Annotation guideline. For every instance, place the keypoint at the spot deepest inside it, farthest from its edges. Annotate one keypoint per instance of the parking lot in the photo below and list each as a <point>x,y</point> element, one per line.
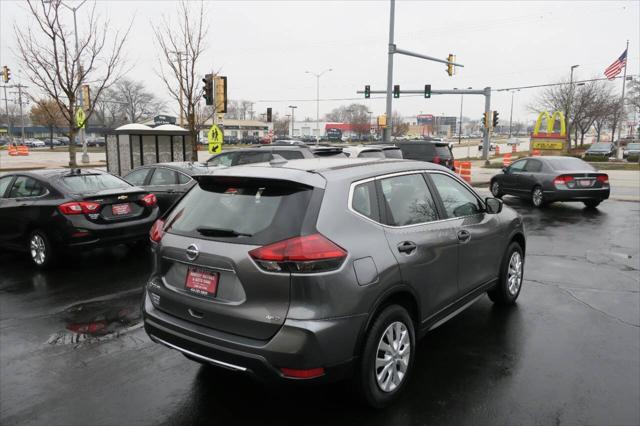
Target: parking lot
<point>72,350</point>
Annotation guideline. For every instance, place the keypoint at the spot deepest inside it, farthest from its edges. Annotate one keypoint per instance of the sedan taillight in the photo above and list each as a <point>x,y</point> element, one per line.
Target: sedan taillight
<point>309,253</point>
<point>79,207</point>
<point>564,182</point>
<point>150,200</point>
<point>157,231</point>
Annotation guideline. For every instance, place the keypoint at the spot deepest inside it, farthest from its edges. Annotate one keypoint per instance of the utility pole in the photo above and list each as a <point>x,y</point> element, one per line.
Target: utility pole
<point>318,75</point>
<point>387,130</point>
<point>20,86</point>
<point>567,115</point>
<point>293,120</point>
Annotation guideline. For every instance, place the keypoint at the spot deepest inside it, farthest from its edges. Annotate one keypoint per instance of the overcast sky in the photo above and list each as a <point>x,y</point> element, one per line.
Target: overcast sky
<point>264,48</point>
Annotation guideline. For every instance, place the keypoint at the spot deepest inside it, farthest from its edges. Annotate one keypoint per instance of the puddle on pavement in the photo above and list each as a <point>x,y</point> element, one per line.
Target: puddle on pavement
<point>99,320</point>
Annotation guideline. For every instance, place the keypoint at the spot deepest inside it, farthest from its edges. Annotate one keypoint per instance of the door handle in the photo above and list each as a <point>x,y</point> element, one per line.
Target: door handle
<point>464,236</point>
<point>407,247</point>
<point>195,314</point>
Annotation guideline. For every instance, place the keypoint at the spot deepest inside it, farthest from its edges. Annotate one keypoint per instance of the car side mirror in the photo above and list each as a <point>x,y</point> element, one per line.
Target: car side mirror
<point>494,205</point>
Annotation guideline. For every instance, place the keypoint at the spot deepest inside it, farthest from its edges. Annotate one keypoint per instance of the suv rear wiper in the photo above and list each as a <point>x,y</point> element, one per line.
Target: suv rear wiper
<point>220,232</point>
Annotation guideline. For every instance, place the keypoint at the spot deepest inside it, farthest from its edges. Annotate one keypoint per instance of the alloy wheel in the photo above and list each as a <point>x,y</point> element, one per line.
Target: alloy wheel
<point>38,249</point>
<point>392,357</point>
<point>514,274</point>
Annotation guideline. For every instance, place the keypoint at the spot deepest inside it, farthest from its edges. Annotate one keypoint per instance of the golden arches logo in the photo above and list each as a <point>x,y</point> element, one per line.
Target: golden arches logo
<point>551,121</point>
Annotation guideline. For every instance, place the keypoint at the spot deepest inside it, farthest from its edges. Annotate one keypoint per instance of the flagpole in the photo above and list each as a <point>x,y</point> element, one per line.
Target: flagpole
<point>624,82</point>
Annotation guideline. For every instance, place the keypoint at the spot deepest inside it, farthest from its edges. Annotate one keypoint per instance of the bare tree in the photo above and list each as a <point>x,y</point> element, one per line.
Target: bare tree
<point>183,46</point>
<point>46,112</point>
<point>136,102</point>
<point>53,65</point>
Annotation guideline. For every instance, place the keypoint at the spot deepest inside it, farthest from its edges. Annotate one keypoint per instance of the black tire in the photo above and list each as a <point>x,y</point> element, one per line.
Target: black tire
<point>503,293</point>
<point>592,204</point>
<point>537,197</point>
<point>496,189</point>
<point>40,249</point>
<point>366,381</point>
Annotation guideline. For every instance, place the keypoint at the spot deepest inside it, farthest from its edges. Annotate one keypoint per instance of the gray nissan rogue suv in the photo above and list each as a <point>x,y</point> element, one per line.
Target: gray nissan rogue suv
<point>317,270</point>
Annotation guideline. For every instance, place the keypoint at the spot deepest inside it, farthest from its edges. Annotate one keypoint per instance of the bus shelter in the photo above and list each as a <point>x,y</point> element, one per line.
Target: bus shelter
<point>134,145</point>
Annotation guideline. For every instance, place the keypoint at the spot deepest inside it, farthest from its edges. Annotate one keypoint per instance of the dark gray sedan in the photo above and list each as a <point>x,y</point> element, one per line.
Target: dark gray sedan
<point>168,181</point>
<point>544,180</point>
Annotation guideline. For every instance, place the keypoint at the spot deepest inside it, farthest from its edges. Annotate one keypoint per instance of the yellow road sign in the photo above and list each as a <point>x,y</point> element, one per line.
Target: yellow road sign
<point>215,138</point>
<point>80,119</point>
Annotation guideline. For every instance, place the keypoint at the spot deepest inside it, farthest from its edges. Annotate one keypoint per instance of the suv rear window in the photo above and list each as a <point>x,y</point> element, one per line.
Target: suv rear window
<point>251,211</point>
<point>93,183</point>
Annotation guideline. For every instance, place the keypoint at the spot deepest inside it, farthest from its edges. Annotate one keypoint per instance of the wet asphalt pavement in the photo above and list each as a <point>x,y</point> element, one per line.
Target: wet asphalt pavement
<point>72,350</point>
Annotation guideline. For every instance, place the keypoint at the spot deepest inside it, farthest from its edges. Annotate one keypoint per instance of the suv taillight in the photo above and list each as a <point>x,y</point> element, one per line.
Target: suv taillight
<point>157,231</point>
<point>149,200</point>
<point>79,207</point>
<point>305,254</point>
<point>603,179</point>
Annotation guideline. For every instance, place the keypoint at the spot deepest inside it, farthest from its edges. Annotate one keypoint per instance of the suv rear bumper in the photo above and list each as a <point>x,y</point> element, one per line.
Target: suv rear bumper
<point>329,344</point>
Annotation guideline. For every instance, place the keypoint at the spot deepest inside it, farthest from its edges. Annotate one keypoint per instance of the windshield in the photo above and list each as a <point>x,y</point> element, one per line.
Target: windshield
<point>93,183</point>
<point>600,147</point>
<point>232,208</point>
<point>569,164</point>
<point>392,153</point>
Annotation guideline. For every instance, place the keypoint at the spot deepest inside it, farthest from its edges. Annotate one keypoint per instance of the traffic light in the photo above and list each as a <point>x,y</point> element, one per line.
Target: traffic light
<point>427,90</point>
<point>221,94</point>
<point>486,121</point>
<point>6,74</point>
<point>208,89</point>
<point>86,97</point>
<point>450,67</point>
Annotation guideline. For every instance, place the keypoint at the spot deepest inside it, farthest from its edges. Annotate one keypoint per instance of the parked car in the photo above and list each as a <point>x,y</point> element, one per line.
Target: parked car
<point>316,272</point>
<point>167,181</point>
<point>600,150</point>
<point>43,212</point>
<point>259,154</point>
<point>544,180</point>
<point>631,151</point>
<point>433,152</point>
<point>363,151</point>
<point>389,150</point>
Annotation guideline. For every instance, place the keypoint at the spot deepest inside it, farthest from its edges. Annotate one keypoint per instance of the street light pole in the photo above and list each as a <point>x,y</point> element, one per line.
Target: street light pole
<point>318,75</point>
<point>567,116</point>
<point>293,120</point>
<point>511,113</point>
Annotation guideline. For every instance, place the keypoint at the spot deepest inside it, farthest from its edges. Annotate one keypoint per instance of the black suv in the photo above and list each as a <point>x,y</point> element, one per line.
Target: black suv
<point>433,152</point>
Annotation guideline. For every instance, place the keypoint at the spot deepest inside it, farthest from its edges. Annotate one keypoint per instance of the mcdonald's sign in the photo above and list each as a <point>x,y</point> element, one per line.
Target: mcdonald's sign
<point>549,138</point>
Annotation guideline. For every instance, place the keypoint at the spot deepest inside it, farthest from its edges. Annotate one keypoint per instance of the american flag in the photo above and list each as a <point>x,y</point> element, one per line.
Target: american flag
<point>614,69</point>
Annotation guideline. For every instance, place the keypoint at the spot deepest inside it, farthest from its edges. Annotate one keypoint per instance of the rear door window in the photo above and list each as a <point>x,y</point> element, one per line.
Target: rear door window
<point>533,166</point>
<point>162,177</point>
<point>364,200</point>
<point>252,211</point>
<point>137,177</point>
<point>92,183</point>
<point>26,187</point>
<point>4,184</point>
<point>408,200</point>
<point>458,201</point>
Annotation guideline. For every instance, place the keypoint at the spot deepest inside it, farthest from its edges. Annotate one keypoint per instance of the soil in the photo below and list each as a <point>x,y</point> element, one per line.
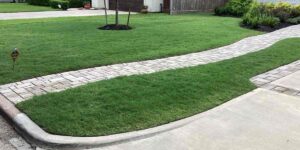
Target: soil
<point>115,27</point>
<point>268,28</point>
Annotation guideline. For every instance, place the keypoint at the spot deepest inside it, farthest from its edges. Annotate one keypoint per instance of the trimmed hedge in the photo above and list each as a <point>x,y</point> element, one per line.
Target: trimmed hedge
<point>62,4</point>
<point>38,2</point>
<point>72,3</point>
<point>234,8</point>
<point>270,14</point>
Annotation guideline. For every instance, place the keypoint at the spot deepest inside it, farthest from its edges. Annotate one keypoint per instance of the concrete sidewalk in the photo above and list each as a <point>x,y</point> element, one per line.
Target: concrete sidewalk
<point>259,120</point>
<point>53,14</point>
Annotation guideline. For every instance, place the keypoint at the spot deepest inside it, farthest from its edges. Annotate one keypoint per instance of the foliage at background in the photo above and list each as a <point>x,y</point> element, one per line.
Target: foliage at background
<point>234,8</point>
<point>72,3</point>
<point>62,4</point>
<point>270,14</point>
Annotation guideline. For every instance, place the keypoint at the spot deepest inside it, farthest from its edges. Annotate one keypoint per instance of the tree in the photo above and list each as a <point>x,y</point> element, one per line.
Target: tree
<point>117,12</point>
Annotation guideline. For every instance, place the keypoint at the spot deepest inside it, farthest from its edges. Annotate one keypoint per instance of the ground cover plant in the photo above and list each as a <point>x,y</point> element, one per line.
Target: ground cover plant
<point>61,44</point>
<point>234,8</point>
<point>72,3</point>
<point>271,16</point>
<point>21,7</point>
<point>142,101</point>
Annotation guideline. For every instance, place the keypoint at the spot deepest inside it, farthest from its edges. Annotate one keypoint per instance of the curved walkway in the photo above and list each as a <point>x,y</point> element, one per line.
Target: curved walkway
<point>24,90</point>
<point>55,14</point>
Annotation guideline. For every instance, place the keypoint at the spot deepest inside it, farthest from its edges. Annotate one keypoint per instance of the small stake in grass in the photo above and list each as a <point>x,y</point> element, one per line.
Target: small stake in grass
<point>14,55</point>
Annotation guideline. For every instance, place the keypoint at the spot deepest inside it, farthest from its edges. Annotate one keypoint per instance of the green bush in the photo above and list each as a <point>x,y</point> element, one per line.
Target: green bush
<point>260,14</point>
<point>62,4</point>
<point>38,2</point>
<point>72,3</point>
<point>283,11</point>
<point>76,3</point>
<point>294,20</point>
<point>234,8</point>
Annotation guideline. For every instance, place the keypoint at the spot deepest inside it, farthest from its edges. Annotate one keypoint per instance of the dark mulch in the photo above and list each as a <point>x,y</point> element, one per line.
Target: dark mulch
<point>268,28</point>
<point>115,27</point>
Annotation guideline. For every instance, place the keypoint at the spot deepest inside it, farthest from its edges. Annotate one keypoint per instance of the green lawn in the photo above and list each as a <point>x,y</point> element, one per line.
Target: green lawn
<point>21,7</point>
<point>138,102</point>
<point>62,44</point>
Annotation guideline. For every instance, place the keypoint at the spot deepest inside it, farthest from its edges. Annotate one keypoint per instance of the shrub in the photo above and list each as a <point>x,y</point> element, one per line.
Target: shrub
<point>62,4</point>
<point>294,20</point>
<point>234,8</point>
<point>72,3</point>
<point>38,2</point>
<point>76,3</point>
<point>283,11</point>
<point>296,11</point>
<point>260,15</point>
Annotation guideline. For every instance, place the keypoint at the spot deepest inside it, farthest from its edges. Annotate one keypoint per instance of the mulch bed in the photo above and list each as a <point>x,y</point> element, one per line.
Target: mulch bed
<point>115,27</point>
<point>268,28</point>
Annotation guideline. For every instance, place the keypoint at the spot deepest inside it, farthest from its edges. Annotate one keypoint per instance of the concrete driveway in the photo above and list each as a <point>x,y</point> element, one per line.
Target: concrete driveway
<point>260,120</point>
<point>53,14</point>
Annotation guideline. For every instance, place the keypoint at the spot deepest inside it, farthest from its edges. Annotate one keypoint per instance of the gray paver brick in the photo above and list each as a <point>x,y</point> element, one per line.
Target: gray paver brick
<point>71,79</point>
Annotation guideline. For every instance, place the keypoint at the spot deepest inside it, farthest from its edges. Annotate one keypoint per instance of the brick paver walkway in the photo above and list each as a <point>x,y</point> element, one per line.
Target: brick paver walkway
<point>20,91</point>
<point>55,14</point>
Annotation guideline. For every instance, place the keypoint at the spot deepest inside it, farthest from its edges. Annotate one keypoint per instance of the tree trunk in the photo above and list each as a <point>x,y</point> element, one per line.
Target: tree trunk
<point>117,12</point>
<point>105,8</point>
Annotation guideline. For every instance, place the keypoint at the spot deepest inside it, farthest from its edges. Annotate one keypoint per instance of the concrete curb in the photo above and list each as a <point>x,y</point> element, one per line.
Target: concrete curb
<point>38,137</point>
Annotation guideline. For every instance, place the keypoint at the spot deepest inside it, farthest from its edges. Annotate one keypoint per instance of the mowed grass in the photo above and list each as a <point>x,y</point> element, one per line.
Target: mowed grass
<point>137,102</point>
<point>22,7</point>
<point>62,44</point>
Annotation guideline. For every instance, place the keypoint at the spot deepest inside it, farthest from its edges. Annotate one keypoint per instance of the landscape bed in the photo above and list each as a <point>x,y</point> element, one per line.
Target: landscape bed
<point>22,7</point>
<point>56,45</point>
<point>142,101</point>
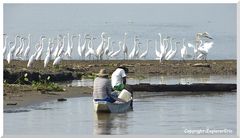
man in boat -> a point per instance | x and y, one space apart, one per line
102 90
119 80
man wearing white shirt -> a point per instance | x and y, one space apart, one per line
119 78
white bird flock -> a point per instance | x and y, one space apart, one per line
------------------------------------------------
**What you have to do**. Beginning at the line that contains "of the landscape", retype each line of the data above through the very last one. Do not retype the pictures.

**Reply to the exercise**.
Annotation guideline. For every instance, place the keypoint at the spot deepest inside it, farthest from its edges. Annotate one keypoint per instance of the landscape bed in the photo above and list each as a <point>x,y</point> element, one per line.
Target: landscape bed
<point>22,7</point>
<point>56,45</point>
<point>142,101</point>
man in boat -> a point per instance | x and y, one space apart, one per line
102 90
119 80
man wearing white shirt -> a point per instance | x and y, one space apart, one per line
119 78
white bird flock -> a point per instance | x and y, one space apart, one per line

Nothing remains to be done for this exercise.